INFORMATION PROVIDED »
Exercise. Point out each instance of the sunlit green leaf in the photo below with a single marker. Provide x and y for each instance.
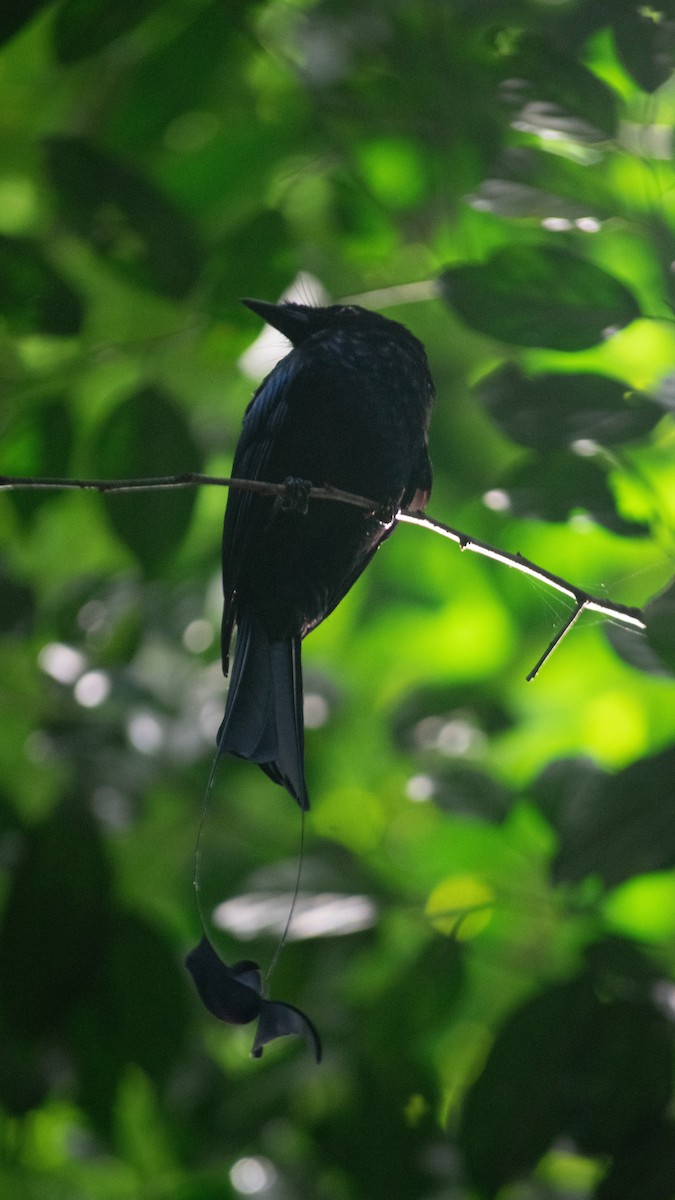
(125, 217)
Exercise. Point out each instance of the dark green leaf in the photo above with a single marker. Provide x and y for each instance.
(566, 1065)
(148, 436)
(255, 261)
(55, 923)
(37, 444)
(611, 826)
(142, 1005)
(85, 27)
(23, 1074)
(520, 1102)
(645, 40)
(643, 1169)
(17, 605)
(127, 220)
(539, 295)
(16, 13)
(550, 412)
(34, 299)
(634, 648)
(557, 485)
(661, 627)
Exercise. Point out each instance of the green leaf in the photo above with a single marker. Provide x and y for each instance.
(556, 485)
(37, 444)
(644, 1169)
(55, 923)
(148, 436)
(548, 412)
(566, 1063)
(16, 13)
(85, 27)
(645, 40)
(127, 220)
(610, 826)
(539, 295)
(548, 90)
(34, 299)
(661, 627)
(142, 1003)
(17, 605)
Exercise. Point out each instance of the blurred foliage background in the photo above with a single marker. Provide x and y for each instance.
(485, 933)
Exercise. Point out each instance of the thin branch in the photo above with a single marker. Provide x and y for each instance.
(622, 613)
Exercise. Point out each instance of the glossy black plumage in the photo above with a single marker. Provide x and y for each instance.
(347, 407)
(236, 995)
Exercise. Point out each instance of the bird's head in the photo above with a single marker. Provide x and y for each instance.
(298, 322)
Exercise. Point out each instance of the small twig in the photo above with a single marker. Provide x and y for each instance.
(623, 613)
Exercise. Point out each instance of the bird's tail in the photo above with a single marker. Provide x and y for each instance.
(263, 714)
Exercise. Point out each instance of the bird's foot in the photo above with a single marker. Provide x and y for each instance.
(296, 497)
(386, 515)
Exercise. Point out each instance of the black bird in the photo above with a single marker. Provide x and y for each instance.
(347, 407)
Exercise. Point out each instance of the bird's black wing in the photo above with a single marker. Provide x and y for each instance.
(263, 421)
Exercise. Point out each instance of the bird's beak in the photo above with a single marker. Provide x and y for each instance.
(288, 321)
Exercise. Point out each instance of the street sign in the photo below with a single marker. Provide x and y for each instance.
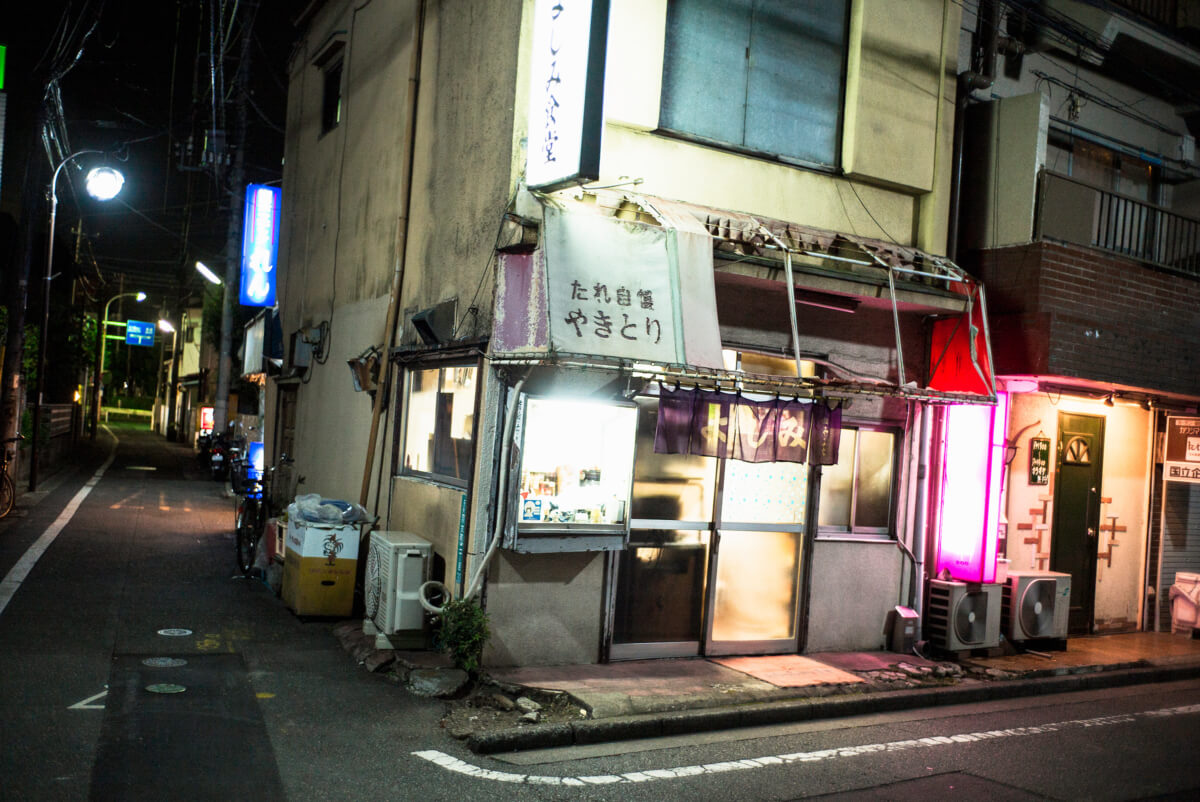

WHAT IS BEING ASKED » Set out the material above as a numbered list, with blank lines dropped and the pictures left out.

FINAL RESULT »
1. Exercise. Point out each instance of the sunlit green leaf in the photo below with a single marker. Provide x and y for each instance.
2. (125, 217)
3. Exercise. Point out each instance of the dark green leaf in the photo above with a single marker. Provide x and y for each instance.
4. (566, 1065)
5. (148, 436)
6. (255, 261)
7. (55, 923)
8. (37, 444)
9. (611, 826)
10. (142, 1005)
11. (85, 27)
12. (23, 1074)
13. (520, 1102)
14. (645, 40)
15. (643, 1169)
16. (17, 605)
17. (127, 220)
18. (539, 295)
19. (16, 13)
20. (550, 412)
21. (34, 299)
22. (634, 648)
23. (557, 485)
24. (661, 627)
25. Exercise. Point out each instance of the green leaf in the photo above with a single marker. Provide x and y for each instance.
26. (556, 485)
27. (37, 444)
28. (644, 1169)
29. (55, 923)
30. (148, 436)
31. (548, 412)
32. (566, 1063)
33. (16, 13)
34. (85, 27)
35. (645, 40)
36. (127, 220)
37. (610, 826)
38. (539, 295)
39. (548, 90)
40. (34, 299)
41. (661, 627)
42. (142, 1003)
43. (17, 605)
44. Exercise. Point out each instance of the blurred foliage background in the photo above with a single marker. Provide x and y for each instance.
45. (485, 933)
46. Exercise. Point out each instance of the thin branch in the photo above with a single marker. Provide x and y for each instance.
47. (622, 613)
48. Exercise. Point out each instance of the glossy black plumage in the photo above with a single marker. Provide x and y for each instance.
49. (347, 407)
50. (236, 995)
51. Exercise. Point out each instance of the bird's head in the photo above with a single marker. Provide x and y for each instance.
52. (298, 322)
53. Exercise. Point out each instance of the small twig in the photo above with a single marker. Provide x and y for each instance.
54. (623, 613)
55. Exercise. Point out each instance of the bird's tail in the photo above with a single marker. Provide x and y for each instance.
56. (263, 714)
57. Exercise. Point out each instance of the bird's foot in the photo above with a single marker. Provide x and y for each instance.
58. (296, 497)
59. (386, 515)
60. Exercise. Point out each instance of the black bird in the photo above with a single marker. Provide x and y for each instance.
61. (347, 407)
62. Exercise. Point out each instance of the bird's black wing in the photo above with a single marker. Provide x and y for each instance.
63. (263, 421)
64. Exercise. Point out each instance of the bird's beak in the photo above with a single marker. Provide x and y for each instance.
65. (288, 321)
66. Exercise. Point out each instance of the street sign in the photo below with a single marker. Provide x and y for each instance.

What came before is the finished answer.